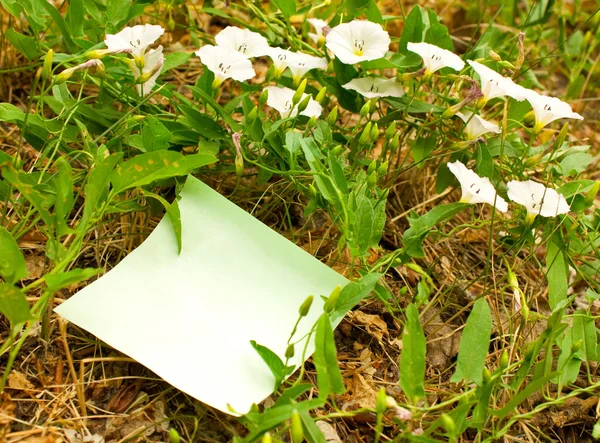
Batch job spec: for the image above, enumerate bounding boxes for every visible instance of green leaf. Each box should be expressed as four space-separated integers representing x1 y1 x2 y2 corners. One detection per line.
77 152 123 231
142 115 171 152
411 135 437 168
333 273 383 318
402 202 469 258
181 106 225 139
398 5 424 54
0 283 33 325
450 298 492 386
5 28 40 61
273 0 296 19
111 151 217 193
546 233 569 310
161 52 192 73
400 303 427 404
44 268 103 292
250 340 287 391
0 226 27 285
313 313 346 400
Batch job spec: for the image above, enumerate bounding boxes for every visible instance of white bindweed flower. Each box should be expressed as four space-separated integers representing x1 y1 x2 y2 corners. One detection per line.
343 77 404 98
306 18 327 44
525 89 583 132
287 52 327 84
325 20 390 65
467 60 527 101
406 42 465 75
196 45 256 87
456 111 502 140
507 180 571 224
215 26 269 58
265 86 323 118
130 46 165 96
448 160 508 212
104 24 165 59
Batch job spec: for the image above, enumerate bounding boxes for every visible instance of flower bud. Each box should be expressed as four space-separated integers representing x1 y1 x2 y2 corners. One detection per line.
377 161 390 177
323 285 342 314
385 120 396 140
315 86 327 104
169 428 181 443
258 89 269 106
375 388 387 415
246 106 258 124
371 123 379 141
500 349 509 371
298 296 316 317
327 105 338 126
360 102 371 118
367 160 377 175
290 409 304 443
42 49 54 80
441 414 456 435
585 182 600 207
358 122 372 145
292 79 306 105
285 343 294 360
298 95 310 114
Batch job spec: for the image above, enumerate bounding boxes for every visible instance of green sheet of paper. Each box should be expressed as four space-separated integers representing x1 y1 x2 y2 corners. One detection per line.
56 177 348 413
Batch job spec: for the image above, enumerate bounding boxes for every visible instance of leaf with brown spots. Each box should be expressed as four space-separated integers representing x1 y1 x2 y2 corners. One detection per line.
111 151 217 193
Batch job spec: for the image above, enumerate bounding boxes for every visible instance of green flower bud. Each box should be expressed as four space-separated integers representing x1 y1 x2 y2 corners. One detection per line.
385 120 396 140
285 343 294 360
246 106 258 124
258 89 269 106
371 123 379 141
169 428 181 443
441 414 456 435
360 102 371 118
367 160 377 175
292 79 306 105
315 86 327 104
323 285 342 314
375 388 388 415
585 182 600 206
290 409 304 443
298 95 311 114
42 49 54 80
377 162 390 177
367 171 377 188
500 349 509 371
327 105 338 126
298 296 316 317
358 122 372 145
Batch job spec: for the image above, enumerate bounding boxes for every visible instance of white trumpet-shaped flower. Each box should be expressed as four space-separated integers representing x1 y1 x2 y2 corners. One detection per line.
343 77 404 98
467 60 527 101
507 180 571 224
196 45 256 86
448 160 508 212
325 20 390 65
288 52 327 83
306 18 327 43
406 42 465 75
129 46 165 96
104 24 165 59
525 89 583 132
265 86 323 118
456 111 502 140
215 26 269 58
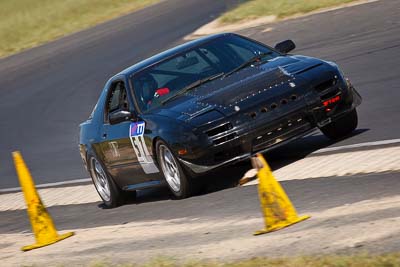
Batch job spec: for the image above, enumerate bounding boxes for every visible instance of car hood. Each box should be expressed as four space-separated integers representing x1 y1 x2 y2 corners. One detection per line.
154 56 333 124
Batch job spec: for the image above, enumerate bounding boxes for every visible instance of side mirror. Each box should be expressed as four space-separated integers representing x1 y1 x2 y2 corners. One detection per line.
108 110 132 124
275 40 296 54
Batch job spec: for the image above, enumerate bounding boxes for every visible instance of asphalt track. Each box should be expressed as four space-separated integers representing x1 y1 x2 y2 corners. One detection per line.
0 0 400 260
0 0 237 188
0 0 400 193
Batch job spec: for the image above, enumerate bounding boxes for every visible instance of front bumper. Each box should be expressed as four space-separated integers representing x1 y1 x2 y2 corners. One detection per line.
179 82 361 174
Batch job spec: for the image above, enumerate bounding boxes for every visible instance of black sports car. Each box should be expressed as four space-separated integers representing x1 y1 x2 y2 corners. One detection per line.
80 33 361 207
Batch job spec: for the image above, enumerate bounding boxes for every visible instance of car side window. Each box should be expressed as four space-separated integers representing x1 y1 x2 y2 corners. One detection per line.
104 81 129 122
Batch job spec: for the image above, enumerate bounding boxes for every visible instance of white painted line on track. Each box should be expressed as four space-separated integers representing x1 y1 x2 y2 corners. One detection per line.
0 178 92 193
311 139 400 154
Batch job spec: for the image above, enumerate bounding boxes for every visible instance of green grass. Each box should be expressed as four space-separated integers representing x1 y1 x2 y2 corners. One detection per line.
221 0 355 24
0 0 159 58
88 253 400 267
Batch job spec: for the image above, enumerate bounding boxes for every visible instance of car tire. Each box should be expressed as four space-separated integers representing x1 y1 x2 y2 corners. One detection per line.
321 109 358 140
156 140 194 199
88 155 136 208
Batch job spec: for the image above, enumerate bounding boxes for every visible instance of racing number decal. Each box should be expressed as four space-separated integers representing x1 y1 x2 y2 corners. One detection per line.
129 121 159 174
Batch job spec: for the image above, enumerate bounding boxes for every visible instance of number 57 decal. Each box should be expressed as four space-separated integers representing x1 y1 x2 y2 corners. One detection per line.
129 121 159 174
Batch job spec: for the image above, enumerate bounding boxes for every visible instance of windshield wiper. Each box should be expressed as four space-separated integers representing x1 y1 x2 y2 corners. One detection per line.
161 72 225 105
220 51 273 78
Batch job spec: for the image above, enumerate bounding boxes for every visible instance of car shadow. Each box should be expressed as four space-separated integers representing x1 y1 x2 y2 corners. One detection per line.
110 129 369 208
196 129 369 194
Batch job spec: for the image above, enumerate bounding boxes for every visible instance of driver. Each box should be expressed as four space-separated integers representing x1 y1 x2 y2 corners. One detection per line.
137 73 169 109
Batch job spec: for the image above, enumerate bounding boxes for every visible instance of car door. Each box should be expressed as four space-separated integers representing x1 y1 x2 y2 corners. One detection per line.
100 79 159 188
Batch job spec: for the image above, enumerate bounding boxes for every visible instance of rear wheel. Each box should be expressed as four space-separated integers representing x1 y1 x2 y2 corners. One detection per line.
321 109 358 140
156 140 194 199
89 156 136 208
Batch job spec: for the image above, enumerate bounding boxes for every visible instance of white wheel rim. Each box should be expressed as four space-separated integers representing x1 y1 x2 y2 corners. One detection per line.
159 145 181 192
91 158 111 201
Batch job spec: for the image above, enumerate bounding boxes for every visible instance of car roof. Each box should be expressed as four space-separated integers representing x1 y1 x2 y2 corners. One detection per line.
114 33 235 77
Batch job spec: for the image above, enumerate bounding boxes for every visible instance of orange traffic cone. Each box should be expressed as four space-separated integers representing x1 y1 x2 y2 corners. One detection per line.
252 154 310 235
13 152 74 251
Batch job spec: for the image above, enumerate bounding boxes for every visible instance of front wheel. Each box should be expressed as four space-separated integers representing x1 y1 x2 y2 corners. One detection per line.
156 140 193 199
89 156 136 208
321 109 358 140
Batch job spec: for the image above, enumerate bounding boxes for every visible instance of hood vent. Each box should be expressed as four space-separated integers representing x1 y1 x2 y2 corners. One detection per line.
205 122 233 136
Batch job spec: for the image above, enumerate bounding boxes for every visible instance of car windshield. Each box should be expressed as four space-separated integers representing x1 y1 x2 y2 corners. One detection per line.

--

PROBLEM DESCRIPTION
Filter the entries above, keeping only the lines that contain the string "vent". Copy those lines unchanged.

ANSWER FOR THE TASK
Batch job spec: for the image above, enumerate bounding boxes for every visible instance of hood vent. Each box should be expressed as four space-separated integers representing x1 y1 x2 y2 corners. One detection per line.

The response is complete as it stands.